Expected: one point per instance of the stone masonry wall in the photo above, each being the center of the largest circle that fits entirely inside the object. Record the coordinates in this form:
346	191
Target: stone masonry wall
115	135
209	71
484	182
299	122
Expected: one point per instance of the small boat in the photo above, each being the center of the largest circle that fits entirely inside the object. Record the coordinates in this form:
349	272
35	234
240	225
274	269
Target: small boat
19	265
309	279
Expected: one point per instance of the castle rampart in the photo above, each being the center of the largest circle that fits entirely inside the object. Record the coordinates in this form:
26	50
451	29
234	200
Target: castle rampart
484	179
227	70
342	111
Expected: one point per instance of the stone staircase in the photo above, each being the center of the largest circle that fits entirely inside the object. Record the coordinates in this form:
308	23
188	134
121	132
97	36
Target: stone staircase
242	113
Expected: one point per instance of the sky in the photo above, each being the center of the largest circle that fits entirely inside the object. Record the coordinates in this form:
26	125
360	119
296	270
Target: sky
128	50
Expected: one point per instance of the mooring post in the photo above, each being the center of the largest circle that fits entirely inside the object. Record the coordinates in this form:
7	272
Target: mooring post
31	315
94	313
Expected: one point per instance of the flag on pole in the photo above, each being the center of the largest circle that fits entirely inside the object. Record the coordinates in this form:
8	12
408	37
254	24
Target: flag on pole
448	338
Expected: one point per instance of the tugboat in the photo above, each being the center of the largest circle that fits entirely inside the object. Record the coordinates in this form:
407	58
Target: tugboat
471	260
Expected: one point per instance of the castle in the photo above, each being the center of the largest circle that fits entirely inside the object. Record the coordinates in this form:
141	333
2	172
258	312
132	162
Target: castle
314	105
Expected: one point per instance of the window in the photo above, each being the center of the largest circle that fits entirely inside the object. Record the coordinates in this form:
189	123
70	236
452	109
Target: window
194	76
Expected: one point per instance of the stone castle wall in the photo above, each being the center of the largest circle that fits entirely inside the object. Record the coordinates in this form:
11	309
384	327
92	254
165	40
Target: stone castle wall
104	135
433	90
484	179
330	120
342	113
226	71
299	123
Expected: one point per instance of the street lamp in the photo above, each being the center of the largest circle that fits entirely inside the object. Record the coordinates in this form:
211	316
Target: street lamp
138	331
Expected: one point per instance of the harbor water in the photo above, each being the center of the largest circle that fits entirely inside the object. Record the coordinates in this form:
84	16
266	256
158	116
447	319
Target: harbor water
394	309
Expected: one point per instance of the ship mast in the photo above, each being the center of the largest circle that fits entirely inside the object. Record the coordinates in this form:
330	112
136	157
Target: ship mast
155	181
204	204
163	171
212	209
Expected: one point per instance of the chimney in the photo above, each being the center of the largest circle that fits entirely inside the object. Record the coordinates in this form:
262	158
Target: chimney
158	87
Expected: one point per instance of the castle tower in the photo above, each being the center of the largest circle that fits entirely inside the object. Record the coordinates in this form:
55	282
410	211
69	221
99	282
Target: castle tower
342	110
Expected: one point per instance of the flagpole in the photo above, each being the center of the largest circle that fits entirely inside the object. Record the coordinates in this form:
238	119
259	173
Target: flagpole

__________________________________________________

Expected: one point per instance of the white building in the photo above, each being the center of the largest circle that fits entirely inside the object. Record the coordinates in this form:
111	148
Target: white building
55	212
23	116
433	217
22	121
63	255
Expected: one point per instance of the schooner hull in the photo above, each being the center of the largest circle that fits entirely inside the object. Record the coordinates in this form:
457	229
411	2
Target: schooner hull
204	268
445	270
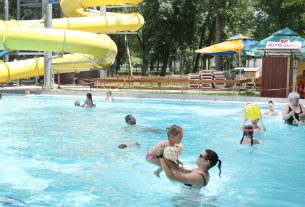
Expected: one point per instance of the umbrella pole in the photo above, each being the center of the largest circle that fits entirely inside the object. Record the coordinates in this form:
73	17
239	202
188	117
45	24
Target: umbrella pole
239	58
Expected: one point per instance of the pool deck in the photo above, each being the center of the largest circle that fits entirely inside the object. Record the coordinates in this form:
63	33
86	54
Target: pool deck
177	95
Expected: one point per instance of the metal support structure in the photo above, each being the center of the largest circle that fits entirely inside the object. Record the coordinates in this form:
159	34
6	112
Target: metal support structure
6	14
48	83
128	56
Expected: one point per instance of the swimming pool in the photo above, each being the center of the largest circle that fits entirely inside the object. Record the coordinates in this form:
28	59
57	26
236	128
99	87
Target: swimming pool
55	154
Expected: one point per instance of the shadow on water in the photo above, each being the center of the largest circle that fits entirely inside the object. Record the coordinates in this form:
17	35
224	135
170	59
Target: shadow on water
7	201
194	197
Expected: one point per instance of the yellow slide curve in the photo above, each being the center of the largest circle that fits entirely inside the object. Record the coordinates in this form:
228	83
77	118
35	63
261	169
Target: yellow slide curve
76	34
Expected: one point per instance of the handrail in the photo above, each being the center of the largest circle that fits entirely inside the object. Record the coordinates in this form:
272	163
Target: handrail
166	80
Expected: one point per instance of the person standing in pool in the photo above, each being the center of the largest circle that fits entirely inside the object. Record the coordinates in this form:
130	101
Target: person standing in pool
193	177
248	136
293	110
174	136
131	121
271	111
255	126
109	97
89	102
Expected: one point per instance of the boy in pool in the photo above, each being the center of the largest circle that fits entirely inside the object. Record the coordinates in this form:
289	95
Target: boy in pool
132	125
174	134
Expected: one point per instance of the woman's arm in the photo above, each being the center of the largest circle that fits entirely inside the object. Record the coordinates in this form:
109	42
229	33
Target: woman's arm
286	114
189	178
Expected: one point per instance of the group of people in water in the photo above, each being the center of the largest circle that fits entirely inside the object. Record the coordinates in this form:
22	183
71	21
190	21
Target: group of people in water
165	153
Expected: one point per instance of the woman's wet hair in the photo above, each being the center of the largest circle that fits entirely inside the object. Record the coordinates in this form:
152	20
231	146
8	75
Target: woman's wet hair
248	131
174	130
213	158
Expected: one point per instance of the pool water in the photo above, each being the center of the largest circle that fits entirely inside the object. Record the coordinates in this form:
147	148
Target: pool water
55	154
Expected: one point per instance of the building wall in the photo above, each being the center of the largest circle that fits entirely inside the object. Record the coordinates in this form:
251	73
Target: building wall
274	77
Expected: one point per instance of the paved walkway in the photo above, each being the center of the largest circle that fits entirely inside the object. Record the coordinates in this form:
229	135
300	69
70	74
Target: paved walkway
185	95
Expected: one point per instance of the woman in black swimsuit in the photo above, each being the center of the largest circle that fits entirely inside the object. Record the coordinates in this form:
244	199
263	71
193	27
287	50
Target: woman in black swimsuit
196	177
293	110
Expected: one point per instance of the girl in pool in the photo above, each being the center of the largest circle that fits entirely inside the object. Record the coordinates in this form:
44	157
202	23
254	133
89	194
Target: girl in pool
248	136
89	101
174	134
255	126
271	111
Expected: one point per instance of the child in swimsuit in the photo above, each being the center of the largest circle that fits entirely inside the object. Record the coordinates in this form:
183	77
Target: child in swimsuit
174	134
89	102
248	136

__________________________________________________

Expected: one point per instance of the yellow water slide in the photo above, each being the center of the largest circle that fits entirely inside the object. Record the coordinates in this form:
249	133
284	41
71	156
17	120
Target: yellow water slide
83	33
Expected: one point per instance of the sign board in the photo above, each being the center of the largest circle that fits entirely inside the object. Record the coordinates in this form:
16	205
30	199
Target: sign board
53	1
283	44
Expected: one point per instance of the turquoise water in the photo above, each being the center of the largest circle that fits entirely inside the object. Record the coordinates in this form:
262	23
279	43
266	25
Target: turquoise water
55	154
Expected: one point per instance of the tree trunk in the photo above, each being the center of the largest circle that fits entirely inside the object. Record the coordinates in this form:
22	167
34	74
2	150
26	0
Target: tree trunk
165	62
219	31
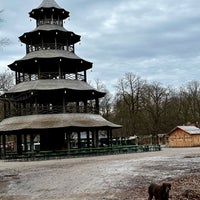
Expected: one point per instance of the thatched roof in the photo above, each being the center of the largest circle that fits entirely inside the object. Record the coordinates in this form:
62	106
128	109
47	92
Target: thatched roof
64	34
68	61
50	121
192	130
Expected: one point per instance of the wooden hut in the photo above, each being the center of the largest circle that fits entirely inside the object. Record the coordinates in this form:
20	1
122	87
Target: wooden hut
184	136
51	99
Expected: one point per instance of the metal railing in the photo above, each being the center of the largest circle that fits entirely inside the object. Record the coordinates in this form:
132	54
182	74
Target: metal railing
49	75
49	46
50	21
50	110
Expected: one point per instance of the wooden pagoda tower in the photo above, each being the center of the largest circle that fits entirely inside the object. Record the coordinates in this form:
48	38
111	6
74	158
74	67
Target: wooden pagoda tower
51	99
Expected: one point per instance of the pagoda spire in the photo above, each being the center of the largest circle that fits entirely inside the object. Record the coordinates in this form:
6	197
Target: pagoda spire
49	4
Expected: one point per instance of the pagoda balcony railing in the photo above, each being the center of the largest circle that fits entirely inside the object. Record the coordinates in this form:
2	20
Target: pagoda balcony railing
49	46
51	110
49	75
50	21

__________________________________________________

Task item:
The reply should consist of one number, the count of lines above with the string "flagpole" in them.

Task result:
2